> [Provided material]:
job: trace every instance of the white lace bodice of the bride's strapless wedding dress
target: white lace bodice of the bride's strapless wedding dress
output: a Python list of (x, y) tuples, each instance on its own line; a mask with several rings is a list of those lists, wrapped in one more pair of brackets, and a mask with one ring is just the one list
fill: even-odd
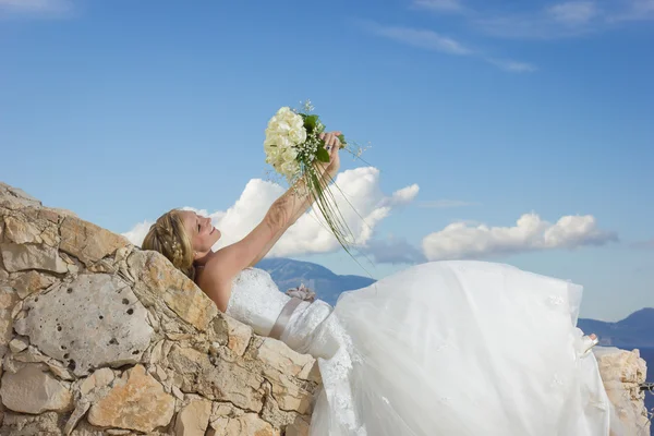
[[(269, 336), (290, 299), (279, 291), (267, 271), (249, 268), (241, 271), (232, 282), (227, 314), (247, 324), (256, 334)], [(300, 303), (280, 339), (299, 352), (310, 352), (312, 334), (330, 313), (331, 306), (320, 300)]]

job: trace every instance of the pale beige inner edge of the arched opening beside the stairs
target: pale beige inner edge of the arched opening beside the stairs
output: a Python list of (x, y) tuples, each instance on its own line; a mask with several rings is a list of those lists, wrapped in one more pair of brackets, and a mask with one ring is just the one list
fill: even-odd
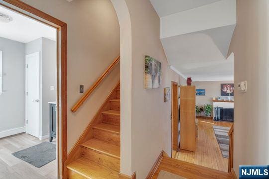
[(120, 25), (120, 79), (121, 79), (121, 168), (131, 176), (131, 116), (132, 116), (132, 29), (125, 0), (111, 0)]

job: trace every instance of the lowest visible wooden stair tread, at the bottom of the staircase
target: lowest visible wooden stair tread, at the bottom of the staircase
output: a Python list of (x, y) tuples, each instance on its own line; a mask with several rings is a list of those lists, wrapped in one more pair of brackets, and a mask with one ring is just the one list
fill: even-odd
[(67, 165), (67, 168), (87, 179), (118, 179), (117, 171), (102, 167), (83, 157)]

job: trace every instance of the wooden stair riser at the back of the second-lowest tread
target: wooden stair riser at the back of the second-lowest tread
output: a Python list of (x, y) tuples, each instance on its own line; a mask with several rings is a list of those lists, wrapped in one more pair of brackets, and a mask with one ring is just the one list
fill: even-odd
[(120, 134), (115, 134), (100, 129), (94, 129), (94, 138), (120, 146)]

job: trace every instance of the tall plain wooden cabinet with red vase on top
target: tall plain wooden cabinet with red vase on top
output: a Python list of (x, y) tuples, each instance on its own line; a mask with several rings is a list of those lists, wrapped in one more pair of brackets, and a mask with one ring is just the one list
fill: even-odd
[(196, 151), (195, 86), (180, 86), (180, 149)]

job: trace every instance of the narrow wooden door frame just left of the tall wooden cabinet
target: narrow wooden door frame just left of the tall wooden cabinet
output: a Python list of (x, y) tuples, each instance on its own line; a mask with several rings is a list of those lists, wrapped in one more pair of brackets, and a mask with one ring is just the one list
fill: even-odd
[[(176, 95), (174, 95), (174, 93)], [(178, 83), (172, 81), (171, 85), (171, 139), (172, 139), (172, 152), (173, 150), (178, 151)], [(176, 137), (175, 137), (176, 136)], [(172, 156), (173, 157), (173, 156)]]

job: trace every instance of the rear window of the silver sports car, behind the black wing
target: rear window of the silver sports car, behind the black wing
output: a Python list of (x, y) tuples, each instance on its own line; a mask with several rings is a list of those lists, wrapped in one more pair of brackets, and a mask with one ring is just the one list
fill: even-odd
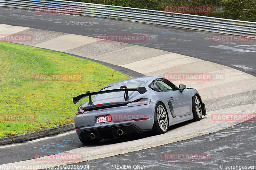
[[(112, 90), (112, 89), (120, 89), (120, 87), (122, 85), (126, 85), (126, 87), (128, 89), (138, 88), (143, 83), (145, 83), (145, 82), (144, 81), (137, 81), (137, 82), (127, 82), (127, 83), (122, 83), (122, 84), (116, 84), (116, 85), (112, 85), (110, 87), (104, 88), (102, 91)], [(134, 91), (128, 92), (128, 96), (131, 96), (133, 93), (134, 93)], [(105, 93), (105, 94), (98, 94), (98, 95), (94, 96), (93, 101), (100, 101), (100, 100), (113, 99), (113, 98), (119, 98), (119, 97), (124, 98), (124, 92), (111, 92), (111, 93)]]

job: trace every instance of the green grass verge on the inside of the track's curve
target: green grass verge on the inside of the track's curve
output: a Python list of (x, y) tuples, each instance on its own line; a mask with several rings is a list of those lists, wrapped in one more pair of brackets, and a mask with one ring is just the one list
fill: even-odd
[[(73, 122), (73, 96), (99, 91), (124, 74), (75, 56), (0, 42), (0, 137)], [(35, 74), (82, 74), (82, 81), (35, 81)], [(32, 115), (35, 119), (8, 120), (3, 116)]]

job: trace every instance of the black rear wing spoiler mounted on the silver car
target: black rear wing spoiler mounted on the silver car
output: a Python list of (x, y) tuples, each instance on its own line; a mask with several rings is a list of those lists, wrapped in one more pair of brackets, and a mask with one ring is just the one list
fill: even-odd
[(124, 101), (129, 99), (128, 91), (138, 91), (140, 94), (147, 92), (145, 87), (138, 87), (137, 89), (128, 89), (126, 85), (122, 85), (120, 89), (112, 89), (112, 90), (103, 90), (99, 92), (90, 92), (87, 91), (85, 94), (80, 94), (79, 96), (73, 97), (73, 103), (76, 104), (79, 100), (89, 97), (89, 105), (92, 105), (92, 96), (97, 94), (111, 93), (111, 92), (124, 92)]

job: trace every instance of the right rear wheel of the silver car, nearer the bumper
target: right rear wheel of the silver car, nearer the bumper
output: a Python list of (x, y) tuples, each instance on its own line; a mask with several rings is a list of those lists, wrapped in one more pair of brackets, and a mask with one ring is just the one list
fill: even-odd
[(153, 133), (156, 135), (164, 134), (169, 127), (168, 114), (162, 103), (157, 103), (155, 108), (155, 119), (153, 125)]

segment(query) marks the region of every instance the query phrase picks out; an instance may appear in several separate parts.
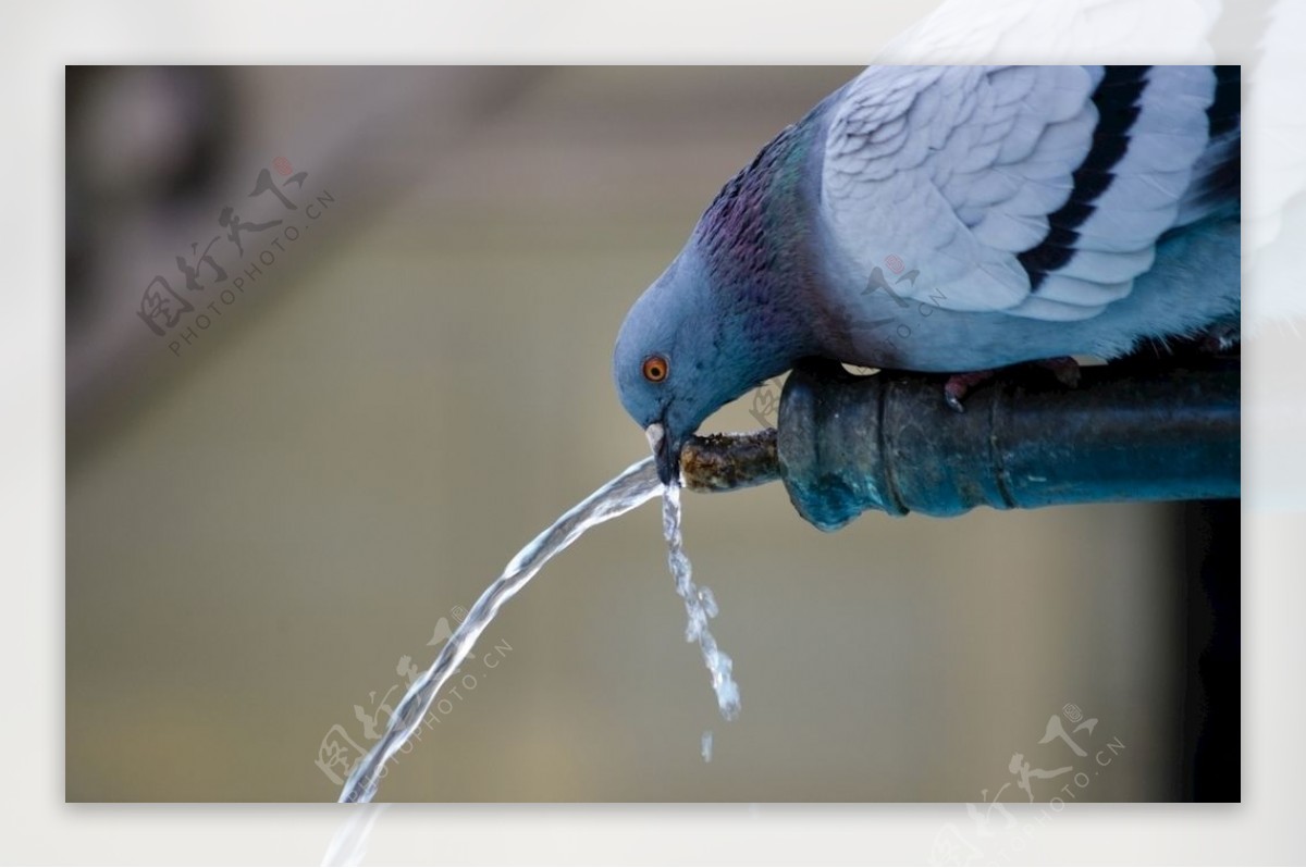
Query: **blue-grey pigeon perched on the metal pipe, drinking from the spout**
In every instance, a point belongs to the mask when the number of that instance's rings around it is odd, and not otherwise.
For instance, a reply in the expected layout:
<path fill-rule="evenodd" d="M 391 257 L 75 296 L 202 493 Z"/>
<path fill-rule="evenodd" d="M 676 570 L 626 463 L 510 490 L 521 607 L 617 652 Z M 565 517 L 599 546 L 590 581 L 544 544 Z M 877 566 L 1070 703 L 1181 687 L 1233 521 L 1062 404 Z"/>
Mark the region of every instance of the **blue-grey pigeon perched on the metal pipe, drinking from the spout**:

> [Work to be completed]:
Omit the pictures and output all remaining material exactly.

> [Task response]:
job: trace every instance of the white lace bodice of the bride's strapless wedding dress
target: white lace bodice of the bride's strapless wedding dress
output: a Python list of (x, y) tuples, each instance on its own line; a mask with several rings is a list of those lists, wrapped in one more pair of brackets, and a mask with one ring is just the one list
fill: even-odd
[[(269, 336), (290, 299), (279, 291), (267, 271), (249, 268), (241, 271), (232, 282), (227, 314), (247, 324), (256, 334)], [(300, 303), (280, 339), (299, 352), (310, 352), (312, 334), (330, 313), (331, 306), (320, 300)]]

job: trace every instance of the pale beige inner edge of the arched opening beside the stairs
target: pale beige inner edge of the arched opening beside the stairs
output: a Python list of (x, y) tuples, each instance on its own line; a mask with several rings is a list of those lists, wrapped in one more pair of brackets, and a mask with one ring is just the one list
fill: even-odd
[(120, 25), (120, 79), (121, 79), (121, 168), (131, 176), (131, 116), (132, 116), (132, 29), (125, 0), (111, 0)]

job: trace every instance of the lowest visible wooden stair tread, at the bottom of the staircase
target: lowest visible wooden stair tread, at the bottom of the staircase
output: a Python list of (x, y) tuples, each instance on its own line; a mask with several rings is a list of those lists, wrapped in one more pair of brackets, and a mask with one ring is just the one list
fill: even-odd
[(67, 165), (67, 168), (87, 179), (118, 179), (117, 171), (102, 167), (83, 157)]

job: trace every instance of the wooden stair riser at the back of the second-lowest tread
target: wooden stair riser at the back of the second-lowest tread
output: a Python list of (x, y) tuples, each instance on its own line; a mask with several rings is a list of those lists, wrapped in one more pair of brackets, and a mask with one ring is just the one list
fill: even-odd
[(120, 134), (115, 134), (100, 129), (94, 129), (94, 138), (120, 146)]

job: trace every instance of the tall plain wooden cabinet with red vase on top
target: tall plain wooden cabinet with red vase on top
output: a Python list of (x, y) tuples, each instance on its own line; a mask with several rings is a list of those lists, wrapped in one more pair of brackets, and a mask with one ring is just the one list
fill: even-odd
[(196, 151), (195, 86), (180, 86), (180, 149)]

job: trace every instance of the narrow wooden door frame just left of the tall wooden cabinet
target: narrow wooden door frame just left of the tall wooden cabinet
output: a Python list of (x, y) tuples, each instance on its own line; a mask with several rings is a list of those lists, wrapped in one more pair of brackets, and a mask with one ring is just the one list
fill: even-odd
[[(176, 95), (174, 95), (174, 93)], [(178, 83), (172, 81), (171, 85), (171, 139), (172, 139), (172, 152), (173, 150), (178, 151)], [(176, 137), (175, 137), (176, 136)], [(172, 156), (173, 157), (173, 156)]]

job: trace every instance of the rear window of the silver sports car, behind the black wing
target: rear window of the silver sports car, behind the black wing
output: a Python list of (x, y) tuples, each instance on its own line; a mask with several rings is a list of those lists, wrapped in one more pair of brackets, and a mask with one ring is just the one list
fill: even-odd
[[(112, 90), (112, 89), (120, 89), (120, 87), (122, 85), (126, 85), (126, 87), (128, 89), (138, 88), (143, 83), (145, 83), (145, 82), (144, 81), (137, 81), (137, 82), (127, 82), (127, 83), (122, 83), (122, 84), (116, 84), (116, 85), (112, 85), (110, 87), (104, 88), (102, 91)], [(134, 91), (128, 92), (128, 96), (131, 96), (133, 93), (134, 93)], [(105, 93), (105, 94), (98, 94), (98, 95), (94, 96), (93, 101), (100, 101), (100, 100), (113, 99), (113, 98), (119, 98), (119, 97), (124, 98), (124, 92), (111, 92), (111, 93)]]

job: trace every instance of the green grass verge on the inside of the track's curve
target: green grass verge on the inside of the track's curve
output: a Python list of (x, y) tuples, each instance on its own line; a mask with several rings is a list of those lists, wrapped in one more pair of brackets, and a mask with one ring is just the one list
fill: even-odd
[[(73, 122), (73, 96), (99, 91), (124, 74), (75, 56), (0, 42), (0, 137)], [(35, 74), (82, 74), (82, 81), (35, 81)], [(32, 115), (35, 119), (8, 120), (3, 116)]]

job: trace every instance of the black rear wing spoiler mounted on the silver car
target: black rear wing spoiler mounted on the silver car
output: a Python list of (x, y) tuples, each instance on its own line; a mask with several rings is a list of those lists, wrapped in one more pair of brackets, and a mask with one ring is just the one list
fill: even-odd
[(124, 101), (129, 99), (128, 91), (138, 91), (140, 94), (147, 92), (145, 87), (138, 87), (137, 89), (128, 89), (126, 85), (122, 85), (120, 89), (112, 89), (112, 90), (103, 90), (99, 92), (90, 92), (87, 91), (85, 94), (80, 94), (79, 96), (73, 97), (73, 103), (76, 104), (79, 100), (89, 97), (89, 105), (92, 105), (92, 96), (97, 94), (111, 93), (111, 92), (124, 92)]

job: trace every instance of the right rear wheel of the silver car, nearer the bumper
target: right rear wheel of the silver car, nearer the bumper
output: a Python list of (x, y) tuples, each instance on its own line; a mask with several rings is a list of those lists, wrapped in one more pair of brackets, and a mask with one ring is just the one list
fill: even-odd
[(153, 133), (156, 135), (164, 134), (169, 127), (168, 114), (162, 103), (157, 103), (155, 108), (155, 119), (153, 125)]

segment(query) marks the region of every instance the query phrase picks out; an instance may appear in several separate parts.
Query: **blue-grey pigeon perched on the metal pipe, drinking from the spout**
In every instance, a point belongs to the mask when the number of that instance's rings around it is odd, and not otherwise.
For instance, a reply in the expected layout:
<path fill-rule="evenodd" d="M 391 257 L 75 296 L 202 493 Z"/>
<path fill-rule="evenodd" d="M 676 570 L 626 463 L 510 490 L 521 607 L 617 652 Z M 565 517 L 599 546 L 590 581 L 544 544 Z M 877 566 L 1070 703 L 1181 687 L 1233 521 L 1062 404 Z"/>
Mark the region of every instance of the **blue-grey pigeon perched on the metal pipe, drinking from the spout**:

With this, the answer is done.